[Segmentation data]
* start *

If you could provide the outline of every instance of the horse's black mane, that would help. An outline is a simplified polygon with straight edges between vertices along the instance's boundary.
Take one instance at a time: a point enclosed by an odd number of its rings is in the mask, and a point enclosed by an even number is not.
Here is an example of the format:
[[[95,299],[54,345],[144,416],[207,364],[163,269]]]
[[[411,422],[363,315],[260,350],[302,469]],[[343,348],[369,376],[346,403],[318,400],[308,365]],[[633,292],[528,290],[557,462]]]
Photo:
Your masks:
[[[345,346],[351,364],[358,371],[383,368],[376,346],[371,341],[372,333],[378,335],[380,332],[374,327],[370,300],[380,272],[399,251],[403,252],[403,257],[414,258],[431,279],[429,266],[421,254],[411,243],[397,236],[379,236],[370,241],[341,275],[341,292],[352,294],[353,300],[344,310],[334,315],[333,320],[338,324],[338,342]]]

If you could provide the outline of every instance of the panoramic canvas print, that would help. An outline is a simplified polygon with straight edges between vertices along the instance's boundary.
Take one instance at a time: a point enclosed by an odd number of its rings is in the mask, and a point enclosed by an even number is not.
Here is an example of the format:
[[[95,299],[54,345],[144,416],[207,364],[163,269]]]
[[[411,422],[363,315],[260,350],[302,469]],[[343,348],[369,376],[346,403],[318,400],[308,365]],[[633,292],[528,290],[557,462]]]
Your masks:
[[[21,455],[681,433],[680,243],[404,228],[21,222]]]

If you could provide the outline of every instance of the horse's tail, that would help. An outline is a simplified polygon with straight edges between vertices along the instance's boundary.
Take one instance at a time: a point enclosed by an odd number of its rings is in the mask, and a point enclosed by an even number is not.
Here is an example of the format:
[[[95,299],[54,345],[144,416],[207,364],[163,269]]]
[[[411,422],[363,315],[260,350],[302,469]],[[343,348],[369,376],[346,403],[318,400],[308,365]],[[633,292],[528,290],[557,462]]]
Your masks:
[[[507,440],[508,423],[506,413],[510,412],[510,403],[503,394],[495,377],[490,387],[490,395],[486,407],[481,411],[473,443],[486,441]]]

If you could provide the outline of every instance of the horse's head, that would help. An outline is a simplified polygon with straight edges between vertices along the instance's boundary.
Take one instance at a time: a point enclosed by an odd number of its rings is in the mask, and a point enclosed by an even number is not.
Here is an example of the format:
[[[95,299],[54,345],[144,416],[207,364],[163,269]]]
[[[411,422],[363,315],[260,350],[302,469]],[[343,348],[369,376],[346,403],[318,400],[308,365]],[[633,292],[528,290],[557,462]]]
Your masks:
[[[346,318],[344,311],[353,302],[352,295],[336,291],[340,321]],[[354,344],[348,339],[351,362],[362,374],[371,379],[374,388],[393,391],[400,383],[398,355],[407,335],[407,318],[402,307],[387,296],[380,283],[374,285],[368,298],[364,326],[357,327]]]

* end *

- **TASK GOAL**
Rewrite every line from the one containing "of the panoramic" through the one containing "[[[21,455],[681,433],[680,243],[404,228],[21,222]]]", inclusive, keeping the request text and its format samples unchanged. Scale the polygon vertex coordinates in the answer by 1.15 and round each to a whole number, with halves rounding up.

- **THE REPLY**
If you could provide the outline of every instance of the panoramic canvas print, that would help. An outline is a simplified polygon with straight edges between vertices along the instance's boundary.
Take one instance at a time: a point enclosed by an odd number of its rings is in the mask, and a point enclosed by an even number is not.
Here is an example of the format:
[[[95,299],[54,345],[144,416],[207,364],[163,269]]]
[[[411,422],[363,315],[260,350],[302,469]],[[343,348],[369,376],[346,403],[318,400],[308,365]],[[633,292],[528,290],[557,462]]]
Your masks:
[[[24,523],[783,498],[782,279],[465,262],[24,255]]]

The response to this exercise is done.